**WHAT YOU ARE ASKED TO DO:**
Please answer these three questions using the running log below, one answer per line:
1. In which city is GoGo Penguin based?
2. What is Joy Orbison's real name?
3. What played in the background during Thursday's run?

Daily Mileage/Playlists:

Tuesday: 2 Miles + 3:00 walk + 1 Mile

Playlist: GoGo Penguin - Man Made Object. GoGo Penguin is a Manchester-based jazz trio that began to take shape back in 2012. Since that point, they’ve made three studio albums, and received countless critical acclaims from all over the world. The band plays with a break neck pace, often including more modern elements like Electronica, to vividly move from one piece of music to the next. They often find themselves moving feverishly, especially drummer Rob Turner, which leads to an exhilarating speed while you run. Man Made Object maneuvers around and through itself so well, that it’s easy to get lost in the music; losing countless minutes to its trance.

Wednesday: 1 Mile +3:00 walk + 1 Mile

Playlist: Joy Orbison - “Hyph Mngo”/ The Shrew Would Have Cushioned the Blow. I remember a time in college, long before my musical baptism (wow, that sounds pretentious), when a buddy of mine first played Skrillex. “This is dubstep, man,” he most likely said through a cloud of smoke. From that moment on, I hated Skrillex. And, I hated dubstep. Then, several years down the road, I realized that Skrillex didn’t equal dubstep, and dubstep didn’t equal Skrillex. So, I slowly started to give the genre more of a chance, and wouldn’t you know it, dubstep was damn good. I recently stumbled on Joy Orbison just by looking at top DJ lists in magazine publications. I’ve heard of him before, and for good reason as he’s a fairly popular spinner, but had just never really given him a chance. If anyone knows where I can find some extended mixes, you need to let me know ASAP because the small array of songs and EP’s on Apple Music simply won’t cut it. Orbison, real name Peter O’Grady, makes infectious dance recordings that fuse together the grandest elements of funk, disco, and techno. It’s such a joy to listen to that I couldn’t help but smile while I ran.

Thursday: 2 Miles

Playlist: Nothing really. This run was done in the confines of what was basically an in-home laundromat (read above). Only the background noise of a UEFA Champions League match rattled in the background.

Friday: 1 Mile + 3:00 walk + 1 Mile

Playlist: Childish Gambino - Awaken, My Love! I’m a fan of Donald Glover. I say Donald Glover because I’m actually a fan of the man, not Childish Gambino. Don’t get me wrong, I’ve enjoyed all of Mr. Glover’s releases as his Wu-Tang name generated alter-ego. But, there’s always been something missing from the persona of Gambino; something that the real Glover has had all along: charisma. Gambino doesn’t ever seem to do anything effortlessly. He’s always trying to be a certain way when he raps. That’s not all bad, and he still makes enjoyable music, but you never fully buy into whatever shtick he’s trying to throw your way. Awaken seems to signal a shift of seismic proportions in this regard, though. Here, Gambino is willing to take more risks, and a lot of that seems to be because Glover himself has been taking more risks of late, too (shameless plug for you to watch his show, Atlanta). Awaken is a lesson in retro soul and funk, straight from the Parliament blue print that the funk pioneers laid down decades ago. It’s a little left of the dial, it encourages it’s host to act outside of himself, and all of the music is genuinely infectious (much like a maggot for those of you looking for cookies). The project encapsulates an artist firing on all cylinders, and Glover moving his way between mediums with utter confidence.

**SUPPLIED MATERIAL:**
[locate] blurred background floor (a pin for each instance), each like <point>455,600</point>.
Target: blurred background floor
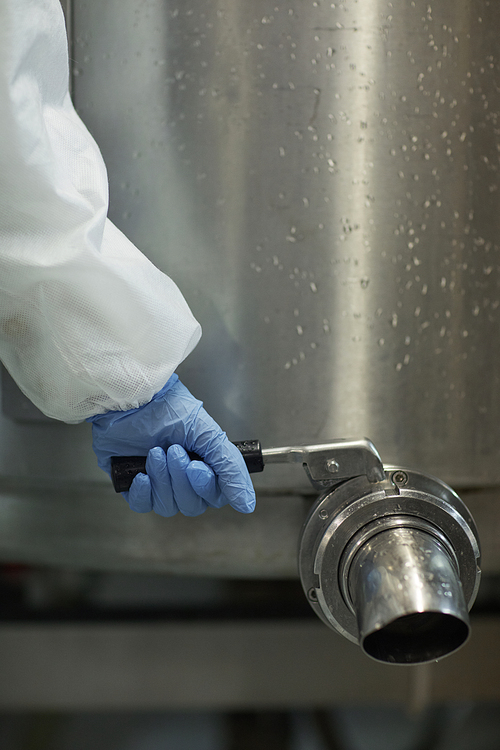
<point>447,727</point>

**RESPONSE FOR THIS EXERCISE:**
1. Manchester
2. Peter O'Grady
3. A UEFA Champions League match